╭─ Extrait du document

Et voici comment l'arrêt de la cour de Paris confirme le jugement de première instance:

• Considérant qu'il résulte de l'instruction et des débats que le 7 mars a été tenue une réunion de trois à quatre cents personnes, ayant pour objet de préparer l'élection d'un candidat; que l'autorisation avait été obtenue du gouvernement;

. Considérant que la réunion du 7 mars avait un caractère essentiellement public, et ce caractère de publicité résulte du nombre des assistants, de la nature du local où ils étaient rassemblés ;

• Attendu qu'il est constant qu'un appel a été adressé au dehors, et que l'accès de l'atelier où se tenait la réunion était permis à tous pendant sa durée; que le commissaire et ses agents ont pu pénétrer dans l'assemblée sans rencontrer le moindre obstacle;

Attendu que la réunion a été publique, puisque le commissaire et l'officier de paix qui l'accompagnait ont pu y pénétrer librement et sans rencontrer d'obstacle, sans qu'on leur y ait fait la moindre question ou observation, etc. ›

Libre à tout individu de s'y introduire! voilà la publicité; elle n'est pas ailleurs.

Quand celui qui se présente à une porte la trouve fermée, et qu'il est dans la nécessité de satisfaire à une condition, il n'y a pas de publicité. Ici, c'est une question de bonne foi qui se dresse devant la cour.

M. le procureur général m'a reproché de n'avoir pas dans la personne et dans le témoignage des agents de police une confiance suffisante. J'ai répondu que dans une cause de cette nature, le commissaire de police défendait un intérêt qui était le sien.

╰─

** À faire **
A) Selon l'extrait, sur quoi la cour s'appuie-t-elle pour dire que la réunion du 7 mars était publique ? Répondez en une à trois phrases.
B) D'après l'extrait, combien de personnes ont assisté à la réunion du 7 mars ?
Les lignes n'ont aucun rôle dans ce travail.

╭─ Lignes de données

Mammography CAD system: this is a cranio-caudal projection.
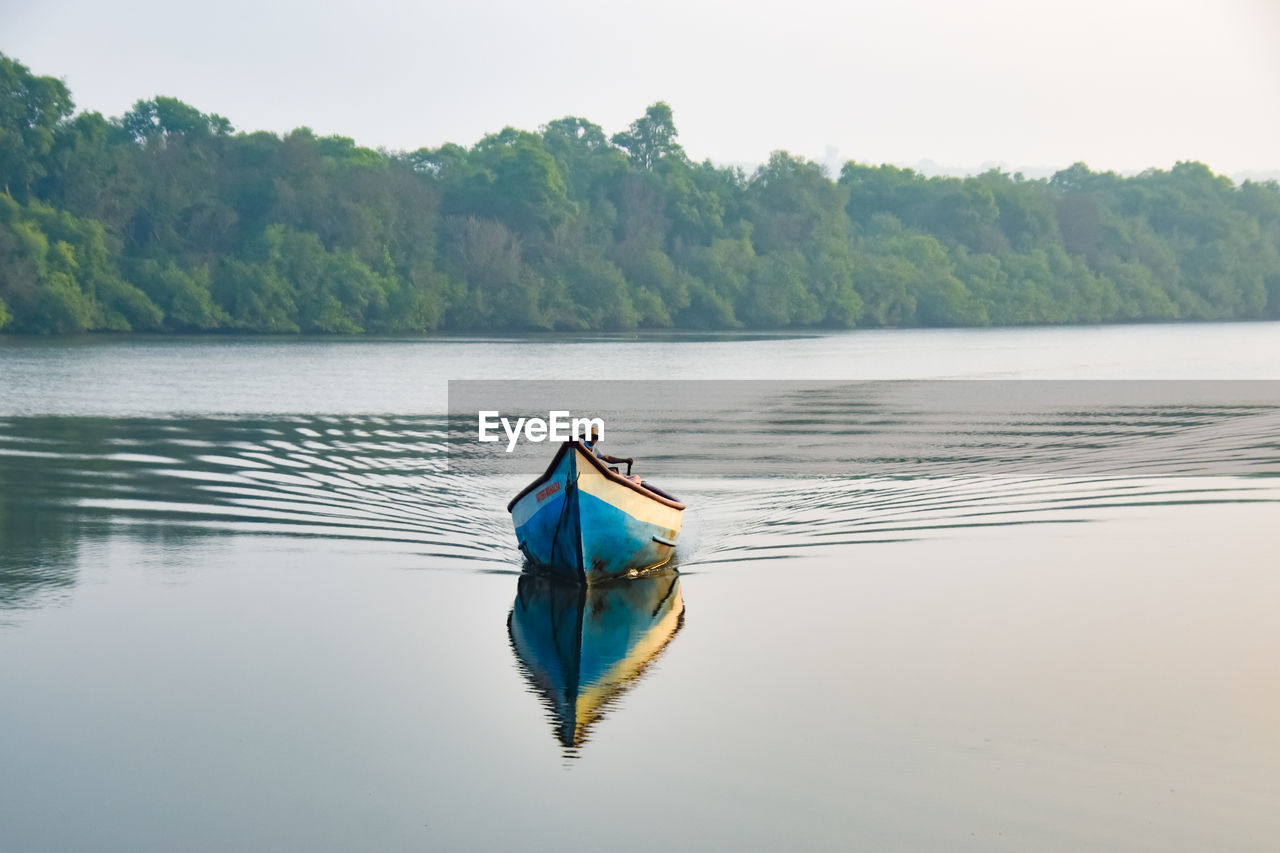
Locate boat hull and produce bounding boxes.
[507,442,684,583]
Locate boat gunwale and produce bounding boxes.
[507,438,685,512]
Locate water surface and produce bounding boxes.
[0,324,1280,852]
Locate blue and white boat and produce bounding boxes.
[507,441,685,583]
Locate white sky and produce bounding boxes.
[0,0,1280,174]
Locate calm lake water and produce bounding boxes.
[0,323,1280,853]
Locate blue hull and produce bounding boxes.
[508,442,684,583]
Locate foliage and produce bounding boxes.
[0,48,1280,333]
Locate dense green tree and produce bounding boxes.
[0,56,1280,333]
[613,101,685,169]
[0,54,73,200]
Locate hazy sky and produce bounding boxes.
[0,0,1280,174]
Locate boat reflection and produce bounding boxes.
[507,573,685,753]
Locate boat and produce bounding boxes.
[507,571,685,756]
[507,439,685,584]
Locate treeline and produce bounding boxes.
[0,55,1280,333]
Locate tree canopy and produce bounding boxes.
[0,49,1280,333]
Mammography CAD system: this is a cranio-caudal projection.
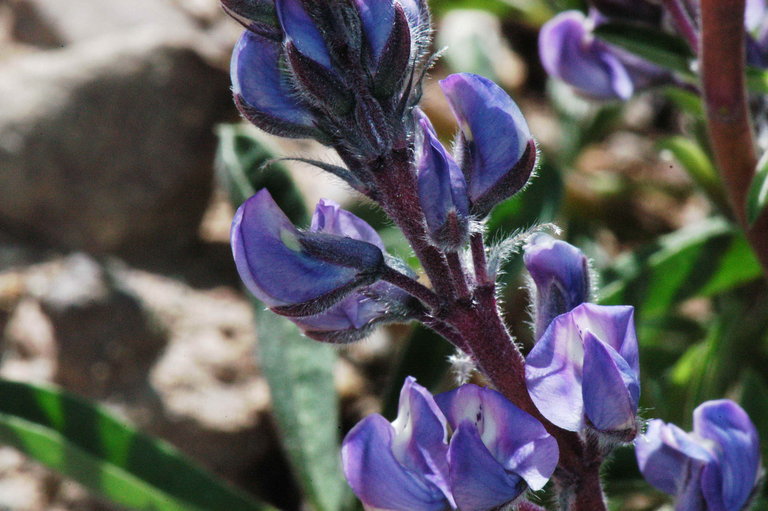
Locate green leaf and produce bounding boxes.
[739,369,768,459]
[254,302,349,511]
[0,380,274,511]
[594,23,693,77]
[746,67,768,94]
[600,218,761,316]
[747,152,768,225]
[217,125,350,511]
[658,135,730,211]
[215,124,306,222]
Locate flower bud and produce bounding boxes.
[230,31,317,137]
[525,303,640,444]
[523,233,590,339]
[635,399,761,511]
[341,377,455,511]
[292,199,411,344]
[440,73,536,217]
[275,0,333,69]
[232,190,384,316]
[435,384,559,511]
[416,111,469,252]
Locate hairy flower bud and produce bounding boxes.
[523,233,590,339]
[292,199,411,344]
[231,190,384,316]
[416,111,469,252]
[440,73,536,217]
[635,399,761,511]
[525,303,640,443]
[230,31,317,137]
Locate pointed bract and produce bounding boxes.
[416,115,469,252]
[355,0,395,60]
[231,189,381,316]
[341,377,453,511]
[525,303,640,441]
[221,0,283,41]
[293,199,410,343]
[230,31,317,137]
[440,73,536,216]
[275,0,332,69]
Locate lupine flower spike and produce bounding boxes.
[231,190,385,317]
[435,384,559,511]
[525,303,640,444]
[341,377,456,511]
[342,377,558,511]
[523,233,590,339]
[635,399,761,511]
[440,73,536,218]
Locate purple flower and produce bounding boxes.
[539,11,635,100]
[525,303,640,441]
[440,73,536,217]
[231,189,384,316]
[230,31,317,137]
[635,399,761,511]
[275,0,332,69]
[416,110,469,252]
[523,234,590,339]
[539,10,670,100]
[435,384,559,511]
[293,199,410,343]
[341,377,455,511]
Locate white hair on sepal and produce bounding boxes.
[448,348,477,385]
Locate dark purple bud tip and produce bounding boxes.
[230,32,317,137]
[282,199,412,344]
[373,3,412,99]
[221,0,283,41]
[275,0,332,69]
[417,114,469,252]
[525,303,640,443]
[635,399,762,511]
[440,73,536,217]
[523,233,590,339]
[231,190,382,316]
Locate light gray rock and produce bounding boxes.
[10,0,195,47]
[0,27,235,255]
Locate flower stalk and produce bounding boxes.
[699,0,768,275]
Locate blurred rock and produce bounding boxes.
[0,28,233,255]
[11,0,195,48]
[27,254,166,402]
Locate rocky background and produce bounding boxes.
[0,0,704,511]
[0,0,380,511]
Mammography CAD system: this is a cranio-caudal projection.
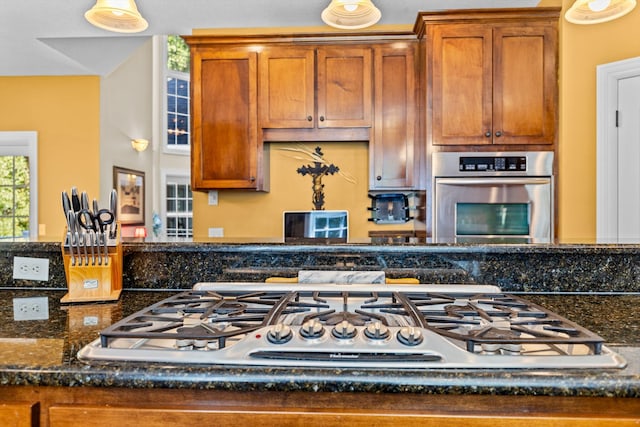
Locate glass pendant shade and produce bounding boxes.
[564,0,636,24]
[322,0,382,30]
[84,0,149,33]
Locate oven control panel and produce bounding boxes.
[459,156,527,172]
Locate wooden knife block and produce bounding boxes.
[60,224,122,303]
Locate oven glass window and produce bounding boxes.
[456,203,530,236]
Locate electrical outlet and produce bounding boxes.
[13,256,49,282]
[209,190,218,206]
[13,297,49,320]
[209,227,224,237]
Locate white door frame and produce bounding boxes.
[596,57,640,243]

╰─

** Réponses **
A) La cour tire le caractère public de la réunion du nombre des assistants et de la nature du local. Elle relève aussi qu'un appel avait été adressé au dehors et que l'accès de l'atelier était permis à tous. Enfin, le commissaire et l'officier de paix ont pu entrer librement, sans obstacle et sans qu'on leur pose la moindre question.

B) De trois à quatre cents personnes.